---------- Input ----------

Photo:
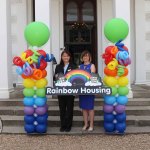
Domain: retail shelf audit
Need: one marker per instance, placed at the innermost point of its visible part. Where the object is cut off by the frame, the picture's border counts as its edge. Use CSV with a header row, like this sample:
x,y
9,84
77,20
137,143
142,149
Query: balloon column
x,y
31,65
116,58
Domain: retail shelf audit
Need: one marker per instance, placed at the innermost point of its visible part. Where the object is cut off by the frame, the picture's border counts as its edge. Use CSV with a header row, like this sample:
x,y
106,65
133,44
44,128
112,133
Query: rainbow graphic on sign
x,y
78,74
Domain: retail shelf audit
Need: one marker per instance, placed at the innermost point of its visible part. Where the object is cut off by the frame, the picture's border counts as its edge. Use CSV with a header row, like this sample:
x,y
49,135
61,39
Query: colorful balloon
x,y
109,100
41,92
110,81
28,83
123,81
114,91
123,90
41,83
122,100
28,92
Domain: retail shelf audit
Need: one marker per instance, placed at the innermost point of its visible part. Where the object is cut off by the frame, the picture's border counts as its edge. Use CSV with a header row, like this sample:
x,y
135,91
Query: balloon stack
x,y
116,58
31,65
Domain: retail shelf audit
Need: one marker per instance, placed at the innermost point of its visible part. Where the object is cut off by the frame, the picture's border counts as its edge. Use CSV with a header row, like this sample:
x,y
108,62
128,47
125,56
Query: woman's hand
x,y
93,69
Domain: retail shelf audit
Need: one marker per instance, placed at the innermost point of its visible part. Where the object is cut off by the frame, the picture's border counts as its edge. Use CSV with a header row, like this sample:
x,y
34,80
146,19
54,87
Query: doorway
x,y
80,28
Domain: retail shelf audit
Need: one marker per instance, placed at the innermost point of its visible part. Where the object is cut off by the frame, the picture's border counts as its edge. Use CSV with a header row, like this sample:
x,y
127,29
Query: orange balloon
x,y
44,73
37,74
109,72
125,72
25,77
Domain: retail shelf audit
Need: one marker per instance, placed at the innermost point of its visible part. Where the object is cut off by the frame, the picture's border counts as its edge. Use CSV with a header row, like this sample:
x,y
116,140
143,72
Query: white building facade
x,y
16,14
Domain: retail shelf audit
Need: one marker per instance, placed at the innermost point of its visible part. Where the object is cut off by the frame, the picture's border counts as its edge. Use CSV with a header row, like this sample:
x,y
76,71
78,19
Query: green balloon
x,y
28,92
41,92
36,34
116,29
123,90
114,91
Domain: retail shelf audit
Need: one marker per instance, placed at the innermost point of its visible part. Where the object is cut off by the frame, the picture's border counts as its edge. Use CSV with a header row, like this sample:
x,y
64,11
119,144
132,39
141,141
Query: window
x,y
87,11
72,11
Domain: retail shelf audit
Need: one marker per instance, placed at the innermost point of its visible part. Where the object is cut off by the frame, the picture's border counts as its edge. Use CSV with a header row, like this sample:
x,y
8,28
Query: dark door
x,y
80,28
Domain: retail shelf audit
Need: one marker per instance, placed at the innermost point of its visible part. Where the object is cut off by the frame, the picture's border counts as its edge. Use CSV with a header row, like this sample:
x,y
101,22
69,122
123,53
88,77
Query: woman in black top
x,y
66,102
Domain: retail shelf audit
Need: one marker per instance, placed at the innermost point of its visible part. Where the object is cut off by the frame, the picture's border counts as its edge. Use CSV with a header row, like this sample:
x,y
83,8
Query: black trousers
x,y
66,104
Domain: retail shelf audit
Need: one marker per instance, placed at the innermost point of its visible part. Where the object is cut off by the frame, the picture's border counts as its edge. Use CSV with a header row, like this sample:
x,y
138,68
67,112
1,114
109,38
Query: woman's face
x,y
65,58
86,58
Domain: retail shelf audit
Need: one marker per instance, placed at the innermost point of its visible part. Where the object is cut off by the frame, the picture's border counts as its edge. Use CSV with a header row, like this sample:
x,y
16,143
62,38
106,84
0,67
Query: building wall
x,y
21,15
147,39
140,72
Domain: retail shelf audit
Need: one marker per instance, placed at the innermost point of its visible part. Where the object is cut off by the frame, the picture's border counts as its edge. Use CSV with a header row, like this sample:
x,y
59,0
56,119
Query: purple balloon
x,y
29,110
108,108
120,109
41,110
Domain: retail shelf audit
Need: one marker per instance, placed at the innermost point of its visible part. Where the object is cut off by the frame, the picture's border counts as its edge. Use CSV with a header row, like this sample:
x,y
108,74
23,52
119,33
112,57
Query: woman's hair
x,y
68,53
84,53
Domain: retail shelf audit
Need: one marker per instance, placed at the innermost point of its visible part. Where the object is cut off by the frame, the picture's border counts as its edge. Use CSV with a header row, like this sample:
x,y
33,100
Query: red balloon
x,y
42,52
18,61
109,72
108,56
28,53
43,64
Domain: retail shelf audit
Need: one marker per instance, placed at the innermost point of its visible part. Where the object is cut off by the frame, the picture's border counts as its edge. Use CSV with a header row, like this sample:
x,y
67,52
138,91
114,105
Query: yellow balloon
x,y
28,83
123,81
104,79
110,81
41,83
113,64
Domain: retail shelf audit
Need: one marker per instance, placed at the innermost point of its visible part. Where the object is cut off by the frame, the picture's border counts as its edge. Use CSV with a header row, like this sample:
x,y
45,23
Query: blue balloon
x,y
29,128
41,128
109,127
108,117
122,100
28,101
121,117
42,119
40,101
29,119
120,127
110,100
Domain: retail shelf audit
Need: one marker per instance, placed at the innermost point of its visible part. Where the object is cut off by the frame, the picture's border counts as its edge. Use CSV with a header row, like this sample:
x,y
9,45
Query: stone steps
x,y
54,102
54,121
54,110
76,130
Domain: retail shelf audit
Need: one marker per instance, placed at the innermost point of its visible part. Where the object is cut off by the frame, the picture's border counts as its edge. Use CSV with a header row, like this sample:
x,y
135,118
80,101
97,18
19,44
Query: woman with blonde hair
x,y
86,102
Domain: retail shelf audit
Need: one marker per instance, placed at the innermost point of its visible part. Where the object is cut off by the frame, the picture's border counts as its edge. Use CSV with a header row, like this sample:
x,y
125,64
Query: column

----------

(Description of the task): Write out the data exactly, but not its pictures.

(Task solution):
Photo:
Domain: retail shelf audit
Need: one marker per instance, placed at the innermost point of its visible part. Where the object is cut off by the frame, the picture's border counts as its edge. Use CSV with a header row, like this sample:
x,y
9,84
77,20
137,143
142,149
Query: balloon column
x,y
31,65
116,58
Domain: retail shelf audit
Need: one marker per instance, placed at the innermost point of its visible part. Where the object is cut off by the frame, the picture's border counts as its edge. Use CSV with a header row, like this sample:
x,y
106,65
133,44
44,128
112,133
Query: rainbow graphic on sign
x,y
78,74
Domain: retail shelf audit
Need: one marker per instance, placed at the innermost point of its visible part. Where the object is cut off by the frame, the picture's border counts as its edge. Use CSV with a header row, like this sample:
x,y
49,135
61,39
Query: colorful balloon
x,y
109,100
41,92
110,81
28,83
123,81
114,91
123,90
41,83
122,100
28,92
Domain: retail shelf audit
Need: one marker per instance, placed at the innermost point of its visible part. Where the object is cut off by the frame, the picture's border counts as its edge. Use CSV with a header row, like this sample:
x,y
135,91
Query: balloon stack
x,y
116,58
31,65
Domain: retail shelf audit
Need: one marker per instance, placed at the innermost point of its visible part. Where the object is cut off by the frame, the picture's border counts as its edge. Use CSV with a header row, like this sample:
x,y
108,62
128,47
125,56
Query: woman's hand
x,y
93,69
Domain: retail shelf audit
Need: one marker per instance, placed at the innermost point of its visible part. Where the object is cut off by the frame, the picture's border counts as its edge. Use CSV with a header row, like this sample:
x,y
34,80
146,19
54,87
Query: doorway
x,y
80,28
Domain: retail shelf audit
Need: one marker per instance, placed at the innermost point of its visible part. Where the object is cut off by the frame, the picture's border counts as its edge. Use CSV with a header row, like this sample:
x,y
127,29
Query: orange balloon
x,y
44,73
37,74
109,72
125,72
25,77
Domain: retail shelf audit
Need: one marker per instance, placed at the innermost point of its visible part. Where the object is cut off by the frame, the picture's border counts as its edge. Use CSV with a header row, like this sample:
x,y
116,140
143,72
Query: white building facade
x,y
16,14
Domain: retail shelf audit
Need: one marker per instance, placed at the innermost point of its visible part. Where the object is cut off by the frame, the picture's border counts as its edge. Use CSV with a header row, like this sample:
x,y
76,71
78,19
Query: green balloon
x,y
28,92
41,92
36,34
116,29
123,90
114,91
Domain: retail shelf audit
Need: one marker per instance, placed at the innermost point of its visible part. Where the object is cut off by the frame, the picture's border counts as its edge. Use CSV with a header row, like this sample:
x,y
64,11
119,144
132,39
141,141
Query: window
x,y
87,11
72,11
Domain: retail shelf audit
Need: one marker per instance, placed at the innermost point of its visible part. Where the object is cut off by the frame, the picture's border counts as its edge. Use CSV with a header row, like this sample:
x,y
8,28
Query: dark door
x,y
80,28
Domain: retail shelf audit
Need: one marker per instance, placed at the innermost point of its visible part. Where the object is cut off by the frame, the picture's border counts as its edge. Use CSV with a header row, like this sample:
x,y
101,22
69,122
123,53
88,77
Query: woman in black top
x,y
66,102
Domain: retail shelf audit
Need: one marker per instance, placed at the innermost point of its visible part. Where the object is cut off by the frame, the picture's border counts as its edge. Use CSV with a header row, like this sample:
x,y
83,8
Query: black trousers
x,y
66,104
Domain: retail shelf audit
Need: one marker per instance, placed at the innermost point of its visible part. Where the object is cut off by the frame, the picture's border counts as its edge. Use CSV with a header row, like this sample:
x,y
138,68
67,112
1,114
109,38
Query: woman's face
x,y
65,58
86,58
Domain: retail shelf audit
Need: one marker per instance, placed at the innermost point of its visible part. Where the object is cut off by the frame, the picture's border counts as its edge. Use CSV with a header row, like this sample:
x,y
16,143
62,38
106,84
0,67
Query: building wall
x,y
21,15
147,39
140,72
Domain: retail shelf audit
Need: one marker per instance, placed at the innermost point of its visible part. Where the object is cut off by the frame, the picture's border counts as its edge. Use CSV with a header row, like this sample:
x,y
59,0
56,119
Query: purple balloon
x,y
29,110
108,108
120,109
41,110
Domain: retail shelf audit
Need: one marker per instance, placed at the innermost point of its visible part. Where the object is cut off by the frame, the picture's border counts as its edge. Use CSV with a header row, like this sample:
x,y
108,74
23,52
119,33
112,57
Query: woman's hair
x,y
68,53
84,53
Domain: retail shelf audit
Need: one marker per instance, placed at the innermost point of its visible part. Where the object is cut off by the frame, the picture's border counts as its edge. Use CSV with a header row, like this sample:
x,y
33,100
Query: red balloon
x,y
42,52
18,61
109,72
108,56
28,53
43,64
Domain: retail shelf audit
Need: one marker per instance, placed at the innermost point of its visible part. Where the object is cut off by the frame, the picture's border counts as its edge. Use CSV with a header row, like this sample:
x,y
67,52
138,91
114,105
Query: yellow balloon
x,y
28,83
123,81
104,79
110,81
41,83
113,64
Domain: retail shelf audit
Need: one marker per instance, placed at the innermost point of its visible part. Where the object is cut off by the frame, the picture's border counts as its edge. Use CSV with a header row, like this sample:
x,y
45,23
Query: blue balloon
x,y
29,128
41,128
109,127
108,117
122,100
28,101
121,117
42,119
40,101
29,119
120,127
110,100
Domain: retail shelf audit
Need: one marker per instance, placed at the innermost point of its visible part. Where the object is cut off by the frame, the picture's border counts as its edge. Use CSV with a header row, like this sample:
x,y
9,45
Query: stone steps
x,y
54,102
54,121
54,110
76,130
Domain: retail shelf audit
Need: one marker per instance, placed at the innermost point of its visible part. Where the object is cut off by the frame, the picture's border counts as its edge. Use CSV with a header row, like this sample:
x,y
135,118
80,101
97,18
19,44
Query: woman with blonde hair
x,y
86,102
Domain: retail shelf audit
Need: one marker per instance, placed at the innermost point of its visible part. Where the object is cut off by the frame, the picture's border counts as its edge. Use CSV with a header row, like this sample:
x,y
125,64
Query: column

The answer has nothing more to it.